Page extract:

========

From 6969658543a73ec7f81a37d5ae9f27952d9c531b Mon Sep 17 00:00:00 2001
From: Serhiy Storchaka <storchaka@gmail.com>
Date: Tue, 21 May 2024 20:40:25 +0300
Subject: [PATCH 1/3] gh-119342: Fix OOM vulnerability in plistlib

Reading a specially prepared small Plist file could cause OOM because file's
read(n) preallocates a bytes object for reading the specified amount of
data. Now plistlib reads large data by chunks, therefore the upper limit of
consumed memory is proportional to the size of the input file.
---
 Lib/plistlib.py                               | 35 ++++++++++++------
 Lib/test/test_plistlib.py                     | 37 +++++++++++++++++--
 ...-05-21-22-11-31.gh-issue-119342.BTFj4Z.rst |  2 +
 3 files changed, 60 insertions(+), 14 deletions(-)

========

Excerpts from a location annotation dataset:

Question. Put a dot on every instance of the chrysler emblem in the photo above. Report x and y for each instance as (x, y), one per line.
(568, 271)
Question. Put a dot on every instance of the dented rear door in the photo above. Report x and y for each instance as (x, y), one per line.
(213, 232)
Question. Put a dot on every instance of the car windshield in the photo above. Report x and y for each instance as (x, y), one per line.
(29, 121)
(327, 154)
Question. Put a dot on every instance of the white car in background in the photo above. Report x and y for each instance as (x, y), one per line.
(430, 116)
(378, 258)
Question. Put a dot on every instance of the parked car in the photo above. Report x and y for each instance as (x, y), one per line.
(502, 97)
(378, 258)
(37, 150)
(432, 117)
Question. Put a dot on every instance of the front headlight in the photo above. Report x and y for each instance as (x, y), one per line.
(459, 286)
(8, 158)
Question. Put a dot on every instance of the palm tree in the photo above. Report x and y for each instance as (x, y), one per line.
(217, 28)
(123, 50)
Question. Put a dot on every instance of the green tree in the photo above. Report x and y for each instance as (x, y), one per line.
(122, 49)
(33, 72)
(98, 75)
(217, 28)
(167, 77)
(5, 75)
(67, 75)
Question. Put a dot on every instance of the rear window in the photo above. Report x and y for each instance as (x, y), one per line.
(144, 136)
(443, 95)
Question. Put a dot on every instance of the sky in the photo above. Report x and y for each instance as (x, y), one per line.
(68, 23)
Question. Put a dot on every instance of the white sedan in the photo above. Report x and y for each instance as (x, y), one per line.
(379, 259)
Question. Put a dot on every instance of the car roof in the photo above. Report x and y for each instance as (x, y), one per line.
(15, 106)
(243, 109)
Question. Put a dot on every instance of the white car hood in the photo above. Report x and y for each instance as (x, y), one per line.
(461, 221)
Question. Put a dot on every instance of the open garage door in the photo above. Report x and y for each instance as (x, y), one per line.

========

Required task: Reproduce the part of the plistlib patch starting at "From 6969658543a73ec7f81a37d5ae9f27952d9c531b Mon" and ending at "insertions(+), 14 deletions(-)".

In response:
From 6969658543a73ec7f81a37d5ae9f27952d9c531b Mon Sep 17 00:00:00 2001
From: Serhiy Storchaka <storchaka@gmail.com>
Date: Tue, 21 May 2024 20:40:25 +0300
Subject: [PATCH 1/3] gh-119342: Fix OOM vulnerability in plistlib

Reading a specially prepared small Plist file could cause OOM because file's
read(n) preallocates a bytes object for reading the specified amount of
data. Now plistlib reads large data by chunks, therefore the upper limit of
consumed memory is proportional to the size of the input file.
---
 Lib/plistlib.py                               | 35 ++++++++++++------
 Lib/test/test_plistlib.py                     | 37 +++++++++++++++++--
 ...-05-21-22-11-31.gh-issue-119342.BTFj4Z.rst |  2 +
 3 files changed, 60 insertions(+), 14 deletions(-)